PAGE EXCERPT:
— Start —

You can also say they can’t hire non union workers and yet even in the US only many ford employees are not unionized: “ Ford has about 173,000 employees worldwide, about 86,000 in the U.S. Of the 86,000, about 57,000 are represented by the UAW. About 33% of Ford employees are UAW” https://www.barrons.com/articles/ford-stock-uaw-gm-stellanti...

I’m not responding to your other “points” because they lack any form of citation. I was interested to see if there were actually union requirements to get a Ford job in Michigan and from my research I can’t see that and your claims fail to speak to that question in an substantive way beyond you espousing your opinion. I never made a claim about unions being good or bad — you imply value judgements in your conclusions but those are your own and without citations they are as useful as a hole in the head. You can keep on making “logical” conclusions but they lack any substance because you can’t properly execute a coherent line of argument as you fail to support your previous claims even when given multiple opportunities to present a cogent case. I guess “everybody knows” though is enough for your purposes.

Also your definition of monopoly in this case fails to actually support your point. Here is an actual definition of a monopoly: https://economictimes.indiatimes.com/definition/monopoly

You miss the important “unique” qualifier to the product or services. UAW or any other union does not offer a unique product as labor is a fungible asset. In right to work states there is no singular unique provider of labor and therefore it is not a monopoly unless you can prove that one has to join a union to work at Ford which is not the case.


> A union is effectively a monopoly on labor supply.

I can see how you could see it that way, but it’s actually the reverse. A union is actually a force capable of denying labor to an employer. Viewed in this way, there is nothing precluding another union to also withhold the same employees from working. Employees could, theoretically, be members of more than one union. Employers would then have to satisfy the requirements of all extant unions.

(I have no idea why this is being downvoted. I can only guess that people think I am implying something again.)


Theoretically if you have many unions competing for work, this would be the case.

Practically that's not how it tends to work in the US. In most cases there is one industry wide or company specific union, without competing alternatives.


In many industries in the US, joining a specific union is a condition of employment at a company that has a union contract.

It is a monopoly on labor, full stop.

Not all monopolies are intentionally bad, but they all exist with the same perverse incentives that can run counter to the goals of everyone involved.


Which industries? If you’re gonna point to SAG then sure there are union gigs but that does not preclude one from becoming an actor and working in non union gigs. Perhaps you mean non right to work states?

— End —

SUPPLIED INFORMATION:

— Start —

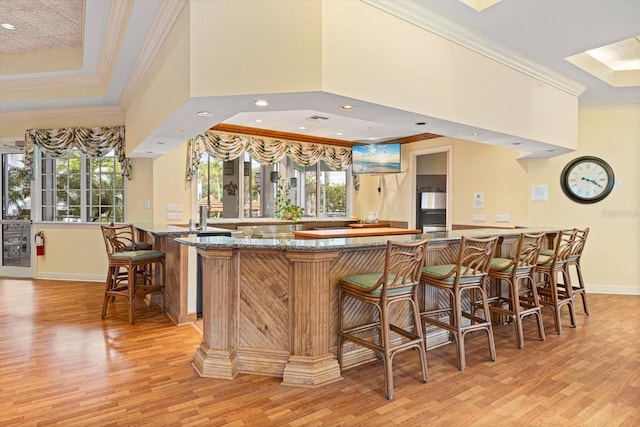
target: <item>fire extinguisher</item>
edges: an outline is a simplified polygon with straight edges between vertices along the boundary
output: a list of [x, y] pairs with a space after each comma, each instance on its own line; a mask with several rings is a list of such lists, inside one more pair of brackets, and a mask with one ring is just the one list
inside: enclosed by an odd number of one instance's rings
[[36, 255], [44, 255], [44, 233], [42, 231], [38, 231], [36, 233]]

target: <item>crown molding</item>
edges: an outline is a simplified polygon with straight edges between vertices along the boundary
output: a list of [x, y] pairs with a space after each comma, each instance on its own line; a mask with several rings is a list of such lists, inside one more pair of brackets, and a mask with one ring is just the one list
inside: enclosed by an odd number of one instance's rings
[[109, 18], [107, 19], [107, 30], [104, 35], [102, 54], [100, 55], [100, 65], [97, 75], [100, 80], [107, 82], [111, 78], [111, 73], [116, 63], [122, 35], [127, 28], [127, 22], [131, 15], [132, 3], [127, 1], [112, 1], [109, 8]]
[[58, 119], [69, 117], [85, 117], [85, 116], [122, 116], [124, 120], [124, 110], [119, 106], [106, 107], [76, 107], [76, 108], [58, 108], [51, 110], [29, 110], [2, 113], [2, 121], [20, 121], [37, 118], [38, 120]]
[[104, 86], [111, 76], [115, 59], [122, 41], [122, 33], [126, 29], [131, 6], [125, 1], [112, 1], [107, 18], [107, 30], [102, 45], [100, 62], [95, 73], [69, 76], [39, 77], [33, 79], [17, 79], [0, 81], [0, 91], [17, 92], [29, 90], [59, 89], [65, 87]]
[[575, 80], [498, 43], [485, 39], [467, 28], [421, 7], [414, 1], [362, 1], [570, 95], [579, 97], [586, 89], [586, 86]]
[[149, 34], [140, 50], [140, 56], [138, 56], [133, 70], [131, 70], [131, 74], [129, 75], [127, 85], [120, 96], [119, 104], [123, 109], [126, 110], [133, 101], [133, 97], [142, 84], [142, 80], [149, 70], [158, 50], [160, 50], [160, 46], [164, 43], [186, 3], [187, 0], [162, 0], [158, 13], [151, 24]]

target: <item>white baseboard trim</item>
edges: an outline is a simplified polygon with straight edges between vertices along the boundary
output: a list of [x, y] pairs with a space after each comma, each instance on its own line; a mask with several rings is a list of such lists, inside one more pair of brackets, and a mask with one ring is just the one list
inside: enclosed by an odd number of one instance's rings
[[640, 286], [584, 285], [587, 293], [612, 295], [640, 295]]
[[43, 280], [64, 280], [72, 282], [103, 282], [106, 280], [104, 274], [72, 274], [72, 273], [39, 273], [36, 279]]

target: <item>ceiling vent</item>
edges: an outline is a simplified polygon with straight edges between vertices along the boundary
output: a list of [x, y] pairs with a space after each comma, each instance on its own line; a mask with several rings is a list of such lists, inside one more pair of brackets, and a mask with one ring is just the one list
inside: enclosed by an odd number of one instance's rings
[[307, 117], [307, 120], [311, 120], [313, 122], [319, 122], [319, 121], [322, 121], [322, 120], [329, 120], [329, 117], [313, 115], [311, 117]]

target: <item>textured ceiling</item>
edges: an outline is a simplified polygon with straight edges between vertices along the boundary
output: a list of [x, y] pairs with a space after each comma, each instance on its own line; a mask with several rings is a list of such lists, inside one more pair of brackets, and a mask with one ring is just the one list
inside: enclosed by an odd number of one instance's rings
[[84, 0], [2, 0], [0, 20], [16, 27], [0, 28], [0, 54], [78, 48]]
[[[505, 64], [515, 64], [518, 70], [542, 69], [542, 77], [551, 76], [553, 82], [562, 84], [562, 87], [582, 88], [579, 91], [575, 89], [576, 94], [586, 88], [579, 95], [581, 105], [637, 104], [640, 100], [639, 85], [614, 87], [565, 59], [588, 49], [637, 37], [640, 0], [503, 0], [482, 12], [452, 0], [362, 1], [382, 9], [393, 6], [391, 12], [409, 22], [414, 22], [418, 16], [430, 24], [438, 23], [438, 28], [430, 26], [425, 29], [446, 30], [442, 37], [471, 49], [480, 49], [479, 53], [495, 60], [506, 58], [508, 62]], [[491, 1], [470, 2], [484, 4]], [[0, 64], [3, 69], [0, 75], [0, 114], [5, 120], [8, 116], [11, 120], [35, 120], [79, 111], [83, 114], [120, 113], [131, 101], [155, 49], [185, 3], [186, 0], [0, 0], [0, 23], [10, 20], [18, 27], [16, 31], [0, 28], [0, 53], [46, 51], [61, 47], [82, 48], [83, 53], [80, 67], [50, 67], [28, 72], [15, 71], [17, 66], [7, 67], [18, 65], [17, 57], [23, 55], [6, 55], [4, 63]], [[122, 35], [121, 43], [119, 35]], [[60, 56], [55, 58], [59, 60]], [[37, 65], [41, 66], [43, 62], [47, 61], [41, 60]], [[565, 81], [571, 84], [565, 85]], [[78, 94], [76, 90], [98, 83], [105, 88], [98, 94]], [[50, 88], [67, 90], [58, 91], [61, 96], [46, 96], [45, 89]], [[20, 91], [31, 91], [39, 96], [31, 99], [14, 95]], [[204, 119], [195, 114], [197, 111], [218, 112], [216, 117], [209, 119], [210, 126], [216, 123], [250, 126], [253, 123], [255, 127], [255, 117], [249, 113], [257, 112], [252, 102], [258, 98], [255, 94], [248, 94], [190, 99], [131, 154], [156, 157], [183, 143], [185, 137], [201, 132], [206, 127], [203, 126]], [[277, 130], [306, 126], [307, 130], [299, 130], [298, 133], [314, 135], [309, 124], [318, 123], [310, 122], [309, 114], [329, 117], [327, 114], [333, 111], [332, 108], [358, 100], [327, 93], [301, 93], [271, 96], [270, 101], [280, 110], [274, 109], [273, 115], [283, 116], [278, 117]], [[265, 111], [269, 110], [271, 107]], [[492, 145], [515, 146], [517, 143], [519, 150], [543, 157], [561, 153], [549, 154], [553, 147], [548, 144], [362, 101], [348, 117], [342, 115], [345, 120], [370, 121], [366, 126], [367, 132], [370, 132], [369, 128], [380, 129], [380, 135], [374, 136], [383, 140], [389, 136], [388, 128], [393, 127], [392, 136], [395, 137], [410, 135], [411, 132], [430, 132]], [[329, 126], [326, 122], [322, 121], [323, 128]], [[332, 122], [344, 125], [344, 121]], [[417, 122], [428, 122], [428, 125], [414, 129]], [[350, 124], [353, 127], [349, 129], [355, 131], [360, 123], [354, 120]], [[398, 131], [405, 130], [407, 126], [411, 132]], [[176, 135], [176, 129], [181, 129], [182, 133]], [[480, 136], [469, 136], [476, 134]], [[14, 137], [17, 139], [20, 135]], [[371, 140], [371, 135], [356, 135], [351, 140]]]

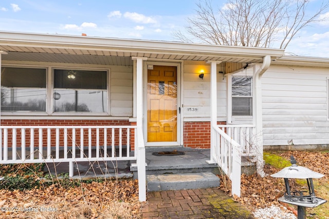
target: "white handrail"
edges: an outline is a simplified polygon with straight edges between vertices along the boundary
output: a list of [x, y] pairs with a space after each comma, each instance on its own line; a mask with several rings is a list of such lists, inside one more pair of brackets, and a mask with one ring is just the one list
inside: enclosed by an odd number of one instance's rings
[[137, 139], [137, 174], [138, 175], [139, 198], [140, 202], [146, 201], [146, 159], [142, 128], [137, 127], [135, 139]]
[[213, 159], [216, 161], [224, 173], [232, 182], [232, 194], [239, 197], [241, 195], [241, 154], [240, 145], [217, 126], [212, 129], [216, 135], [214, 154]]
[[[74, 163], [136, 160], [135, 155], [130, 156], [133, 129], [136, 132], [136, 126], [0, 126], [0, 164], [68, 162], [71, 177]], [[116, 154], [116, 147], [119, 147], [119, 154]], [[127, 150], [125, 154], [123, 148]]]
[[245, 156], [256, 155], [257, 137], [255, 128], [253, 125], [219, 125], [220, 129], [232, 138], [241, 146]]

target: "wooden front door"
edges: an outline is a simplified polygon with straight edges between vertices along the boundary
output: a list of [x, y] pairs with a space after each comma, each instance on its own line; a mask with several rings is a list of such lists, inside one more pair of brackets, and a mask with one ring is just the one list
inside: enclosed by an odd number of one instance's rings
[[148, 69], [148, 142], [177, 142], [177, 67]]

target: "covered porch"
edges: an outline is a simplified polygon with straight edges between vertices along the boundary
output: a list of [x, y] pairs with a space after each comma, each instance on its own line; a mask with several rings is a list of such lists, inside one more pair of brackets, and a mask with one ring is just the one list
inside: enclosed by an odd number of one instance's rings
[[[145, 125], [144, 78], [144, 63], [147, 61], [178, 63], [180, 66], [178, 82], [181, 101], [176, 109], [179, 111], [177, 121], [180, 130], [177, 134], [177, 145], [186, 144], [185, 122], [210, 122], [210, 154], [207, 162], [218, 164], [231, 179], [235, 180], [232, 193], [237, 195], [240, 195], [240, 182], [236, 179], [240, 178], [241, 174], [241, 156], [252, 156], [259, 164], [262, 164], [261, 78], [271, 61], [283, 55], [282, 50], [10, 32], [0, 33], [0, 50], [2, 67], [42, 67], [46, 69], [48, 75], [45, 87], [47, 95], [44, 112], [1, 112], [2, 164], [67, 162], [69, 175], [72, 176], [74, 164], [78, 162], [131, 161], [132, 165], [138, 169], [140, 200], [145, 201], [145, 145], [148, 143], [148, 134]], [[191, 70], [186, 70], [187, 67], [185, 68], [184, 63], [187, 62], [192, 63], [191, 66], [195, 66]], [[202, 116], [200, 117], [199, 114], [189, 117], [191, 114], [187, 113], [189, 104], [187, 101], [185, 102], [185, 95], [188, 91], [184, 88], [187, 84], [184, 74], [190, 71], [189, 75], [198, 76], [200, 72], [196, 71], [200, 62], [205, 63], [204, 65], [209, 69], [204, 72], [208, 79], [204, 80], [203, 78], [200, 83], [208, 87], [210, 85], [210, 105], [203, 108], [205, 113]], [[51, 72], [53, 69], [59, 66], [66, 69], [112, 68], [111, 75], [108, 73], [109, 82], [107, 87], [104, 87], [104, 90], [107, 92], [107, 111], [87, 114], [65, 114], [53, 110], [54, 99], [57, 97], [52, 95], [55, 89]], [[250, 68], [253, 79], [252, 123], [250, 125], [232, 123], [229, 109], [224, 113], [224, 118], [218, 120], [218, 82], [221, 82], [224, 75], [228, 77], [245, 69], [246, 66]], [[116, 68], [120, 67], [126, 69], [132, 68], [127, 70], [132, 72], [130, 79], [131, 87], [131, 87], [132, 92], [128, 93], [132, 98], [125, 97], [127, 100], [124, 102], [118, 98], [127, 96], [124, 90], [127, 86], [119, 87], [119, 81], [113, 77], [120, 75], [120, 70]], [[219, 74], [218, 72], [222, 73]], [[229, 103], [228, 97], [227, 95], [226, 98]], [[227, 106], [228, 108], [230, 107], [229, 104]], [[207, 114], [209, 113], [208, 109], [211, 111], [209, 116]], [[63, 121], [65, 125], [56, 124], [55, 121], [58, 120]], [[67, 122], [69, 120], [71, 122]], [[75, 125], [75, 120], [88, 122], [92, 120], [95, 123], [82, 125], [81, 122]], [[99, 120], [111, 120], [111, 122], [106, 125], [101, 122], [97, 124]], [[46, 123], [42, 122], [49, 122], [50, 120], [53, 121], [52, 124], [54, 125], [45, 125]], [[29, 122], [27, 123], [25, 121]], [[36, 123], [35, 121], [38, 121]], [[126, 125], [120, 124], [121, 122], [117, 125], [114, 122], [117, 121], [128, 122]], [[33, 124], [36, 125], [32, 125]], [[18, 148], [21, 150], [20, 154], [16, 153]], [[59, 149], [62, 148], [64, 151], [62, 155], [59, 152]], [[93, 153], [94, 148], [95, 153]], [[12, 151], [11, 157], [8, 150]], [[53, 150], [55, 152], [52, 154]], [[87, 154], [85, 153], [85, 150], [88, 151]], [[115, 151], [118, 151], [118, 154]], [[131, 151], [133, 152], [132, 154]], [[264, 174], [262, 166], [257, 165], [259, 167], [258, 171], [259, 173]]]

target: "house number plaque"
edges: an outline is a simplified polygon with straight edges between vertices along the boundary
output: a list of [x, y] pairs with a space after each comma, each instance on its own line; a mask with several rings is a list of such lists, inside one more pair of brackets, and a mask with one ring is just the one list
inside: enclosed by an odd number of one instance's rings
[[198, 110], [197, 107], [188, 107], [187, 108], [188, 112], [197, 112]]

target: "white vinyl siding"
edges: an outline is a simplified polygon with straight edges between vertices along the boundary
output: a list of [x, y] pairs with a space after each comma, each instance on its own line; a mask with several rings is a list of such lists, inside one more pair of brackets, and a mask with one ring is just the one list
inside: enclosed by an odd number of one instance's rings
[[111, 115], [133, 115], [133, 67], [131, 66], [111, 66]]
[[[223, 71], [217, 65], [217, 72]], [[204, 70], [203, 79], [199, 77]], [[205, 62], [185, 61], [183, 67], [183, 98], [185, 118], [210, 117], [210, 65]], [[217, 75], [217, 112], [218, 121], [226, 121], [226, 77]], [[189, 111], [189, 109], [192, 110]], [[196, 111], [193, 109], [197, 109]]]
[[325, 69], [270, 67], [262, 79], [264, 145], [329, 144], [328, 76]]

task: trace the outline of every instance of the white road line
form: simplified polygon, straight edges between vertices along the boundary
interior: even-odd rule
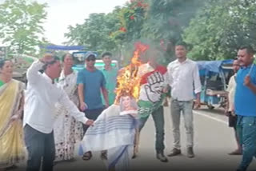
[[[218,122],[221,122],[221,123],[223,123],[223,124],[228,125],[228,123],[227,123],[226,121],[223,121],[223,120],[218,119],[218,118],[216,118],[216,117],[209,116],[208,114],[202,113],[200,113],[200,112],[198,112],[198,111],[194,111],[194,110],[193,112],[194,112],[194,113],[196,113],[196,114],[198,114],[198,115],[200,115],[200,116],[207,117],[207,118],[209,118],[209,119],[214,120],[214,121],[218,121]]]

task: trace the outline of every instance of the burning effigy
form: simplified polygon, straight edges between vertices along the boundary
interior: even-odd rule
[[[149,46],[135,43],[130,64],[119,70],[114,104],[102,113],[80,144],[80,155],[107,150],[108,169],[129,169],[138,130],[137,101],[141,82],[138,72],[142,64],[139,57],[148,48]]]

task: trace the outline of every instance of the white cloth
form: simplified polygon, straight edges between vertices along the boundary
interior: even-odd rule
[[[175,60],[168,65],[167,70],[172,98],[191,101],[194,98],[194,93],[201,92],[198,66],[195,62],[188,58],[183,62]]]
[[[162,72],[158,70],[160,69],[162,70]],[[138,77],[146,80],[146,82],[144,81],[145,82],[141,82],[139,100],[153,103],[161,100],[162,89],[168,85],[168,74],[167,72],[163,72],[163,70],[166,70],[166,68],[161,66],[155,70],[149,63],[139,66]],[[149,74],[150,73],[151,74]]]
[[[78,73],[73,72],[65,76],[64,71],[58,78],[58,87],[64,89],[70,99],[78,105],[77,86]],[[57,114],[54,122],[55,161],[70,160],[74,158],[74,145],[83,137],[82,125],[76,121],[70,112],[61,104],[56,105]]]
[[[229,111],[232,112],[234,110],[234,92],[235,92],[235,87],[237,86],[237,82],[235,81],[235,75],[233,75],[229,82],[229,86],[226,89],[226,91],[229,92]]]
[[[65,106],[76,120],[86,123],[87,118],[85,114],[78,110],[65,91],[53,84],[46,74],[38,72],[42,66],[43,63],[38,60],[26,72],[28,85],[25,92],[23,125],[28,124],[43,133],[51,133],[57,102]]]
[[[80,144],[79,154],[88,151],[107,150],[108,169],[129,170],[134,147],[137,120],[120,115],[120,106],[112,105],[90,127]]]

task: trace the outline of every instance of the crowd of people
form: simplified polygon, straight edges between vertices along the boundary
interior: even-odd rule
[[[62,60],[47,54],[34,62],[26,72],[27,86],[12,79],[13,63],[0,62],[0,169],[26,158],[27,171],[53,170],[60,161],[74,159],[75,144],[88,161],[92,152],[101,151],[108,169],[124,170],[139,149],[139,134],[151,115],[155,125],[156,158],[165,155],[163,103],[170,93],[173,149],[169,157],[182,153],[180,117],[184,117],[186,155],[194,151],[193,107],[200,107],[202,86],[198,67],[187,58],[187,45],[175,45],[177,59],[167,66],[158,62],[159,50],[150,46],[140,78],[138,99],[123,93],[116,97],[117,78],[122,72],[111,66],[112,54],[102,55],[104,69],[95,68],[96,55],[88,53],[86,68],[72,70],[70,54]],[[226,113],[234,128],[238,149],[230,154],[242,154],[238,168],[246,170],[256,157],[256,66],[254,51],[241,47],[234,61],[229,83]],[[62,61],[62,62],[60,62]],[[170,93],[169,93],[170,92]],[[117,99],[118,98],[118,99]],[[195,98],[195,101],[194,101]],[[137,101],[136,101],[137,100]],[[195,101],[195,102],[194,102]],[[22,129],[23,127],[23,129]],[[26,150],[25,150],[25,148]],[[27,157],[26,157],[27,153]]]

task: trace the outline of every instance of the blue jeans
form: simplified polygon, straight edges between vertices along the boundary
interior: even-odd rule
[[[237,133],[242,146],[242,159],[238,170],[246,170],[256,157],[256,117],[238,116]]]
[[[173,123],[174,148],[180,149],[180,121],[181,113],[183,114],[186,134],[186,147],[194,146],[194,124],[193,124],[193,101],[181,101],[171,100],[170,116]]]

— End —

GIVEN INSTRUCTION 1: In the union discussion, about how many of Ford's U.S. employees are represented by the UAW?
GIVEN INSTRUCTION 2: List every figure given in the quoted passage about Ford's workforce in the union discussion.
GIVEN INSTRUCTION 3: Repeat the stretch of the union discussion from "Theoretically if you" through "to work states?".

WORKED ANSWER 1: About 57,000.

WORKED ANSWER 2:
- About 173,000 employees worldwide
- About 86,000 employees in the U.S.
- About 57,000 represented by the UAW
- About 33% of Ford employees are UAW

WORKED ANSWER 3:
Theoretically if you have many unions competing for work, this would be the case.

Practically that's not how it tends to work in the US. In most cases there is one industry wide or company specific union, without competing alternatives.


In many industries in the US, joining a specific union is a condition of employment at a company that has a union contract.

It is a monopoly on labor, full stop.

Not all monopolies are intentionally bad, but they all exist with the same perverse incentives that can run counter to the goals of everyone involved.


Which industries? If you’re gonna point to SAG then sure there are union gigs but that does not preclude one from becoming an actor and working in non union gigs. Perhaps you mean non right to work states?